#### RECORDS FOR PROCESSING:
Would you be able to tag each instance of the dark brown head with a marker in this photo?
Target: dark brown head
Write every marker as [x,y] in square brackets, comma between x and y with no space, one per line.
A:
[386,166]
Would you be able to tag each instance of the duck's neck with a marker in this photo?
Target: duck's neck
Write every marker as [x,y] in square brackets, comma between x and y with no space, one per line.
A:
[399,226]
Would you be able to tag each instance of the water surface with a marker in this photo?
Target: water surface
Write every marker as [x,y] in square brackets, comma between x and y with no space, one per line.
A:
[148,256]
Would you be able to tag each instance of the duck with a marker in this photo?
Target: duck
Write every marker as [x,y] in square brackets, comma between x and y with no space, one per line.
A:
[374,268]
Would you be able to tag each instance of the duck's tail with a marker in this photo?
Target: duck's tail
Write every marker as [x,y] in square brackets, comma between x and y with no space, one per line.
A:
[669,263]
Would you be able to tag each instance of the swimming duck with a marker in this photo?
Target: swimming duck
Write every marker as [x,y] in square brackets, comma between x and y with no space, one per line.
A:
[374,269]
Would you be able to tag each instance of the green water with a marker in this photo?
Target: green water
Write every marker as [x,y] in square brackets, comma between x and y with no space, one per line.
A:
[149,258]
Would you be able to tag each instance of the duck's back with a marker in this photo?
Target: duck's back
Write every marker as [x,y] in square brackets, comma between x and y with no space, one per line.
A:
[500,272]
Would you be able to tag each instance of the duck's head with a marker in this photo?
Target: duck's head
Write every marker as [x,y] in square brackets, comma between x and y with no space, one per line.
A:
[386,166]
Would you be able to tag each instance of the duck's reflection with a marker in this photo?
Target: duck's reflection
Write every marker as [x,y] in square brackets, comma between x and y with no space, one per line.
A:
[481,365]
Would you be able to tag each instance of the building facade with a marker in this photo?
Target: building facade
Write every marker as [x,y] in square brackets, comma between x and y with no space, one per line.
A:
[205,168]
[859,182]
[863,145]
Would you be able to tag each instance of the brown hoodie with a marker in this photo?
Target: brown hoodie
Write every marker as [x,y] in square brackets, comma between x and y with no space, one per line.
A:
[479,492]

#### PROBLEM STATEMENT:
Please copy the records above line for line, with no changes to wording, spacing or order.

#### WRITTEN RESPONSE:
Would you be able to tag each instance of the dark brown head with a marker in this photo?
Target: dark brown head
Write every marker as [x,y] in square brackets, comma between x and y with no space, one per line.
A:
[386,166]
Would you be able to tag each instance of the duck's neck with a marker in this photo?
Target: duck's neck
Write every marker as [x,y] in square brackets, comma between x and y with no space, one per line.
A:
[399,226]
Would you be able to tag each instance of the water surface with a marker in this photo?
Target: water surface
Write every marker as [x,y] in square brackets, comma between x and y with no space, one per line.
A:
[148,256]
Would you be able to tag each instance of the duck with a marker in this photo?
Target: duck
Write every marker as [x,y] in square brackets, comma between x and y with no space, one per line.
A:
[374,268]
Would you be able to tag each instance of the duck's tail with a marker in this photo?
Target: duck's tail
Write every marker as [x,y] in square brackets, comma between x and y with no space, one per line.
A:
[669,263]
Would you be able to tag each instance of the swimming duck with a marker in this photo?
Target: swimming duck
Write every marker as [x,y] in square brackets, comma between x and y with no space, one per line.
A:
[374,269]
Would you be able to tag each instance of the green water with a marker in this photo?
Target: green water
Write every marker as [x,y] in square brackets, comma between x and y with no space, one per line.
A:
[149,258]
Would you be able to tag each instance of the duck's back with a marker in this photo?
Target: duck's back
Write every marker as [x,y] in square brackets, comma between x and y with no space, one per line.
A:
[500,272]
Would you be able to tag each instance of the duck's head with a marker in this photo?
Target: duck's head
Write every marker as [x,y] in square brackets, comma between x and y with no space, one per line.
A:
[386,166]
Would you be able to tag each instance of the duck's reflection with a marker in this photo?
Target: duck's reflection
Write every marker as [x,y] in square brackets, comma between x and y with no space, one per line.
A:
[481,365]
Would you be able to tag each instance of the building facade with a marker in this photo?
Target: building facade
Write every marker as [x,y] in square brackets, comma between x and y with no space, one per line.
A:
[205,168]
[859,182]
[863,145]
Would you be able to tag each instance of the brown hoodie with a marker in this photo?
Target: brown hoodie
Write every marker as [x,y] in square brackets, comma between x and y with no space, one per line.
A:
[479,492]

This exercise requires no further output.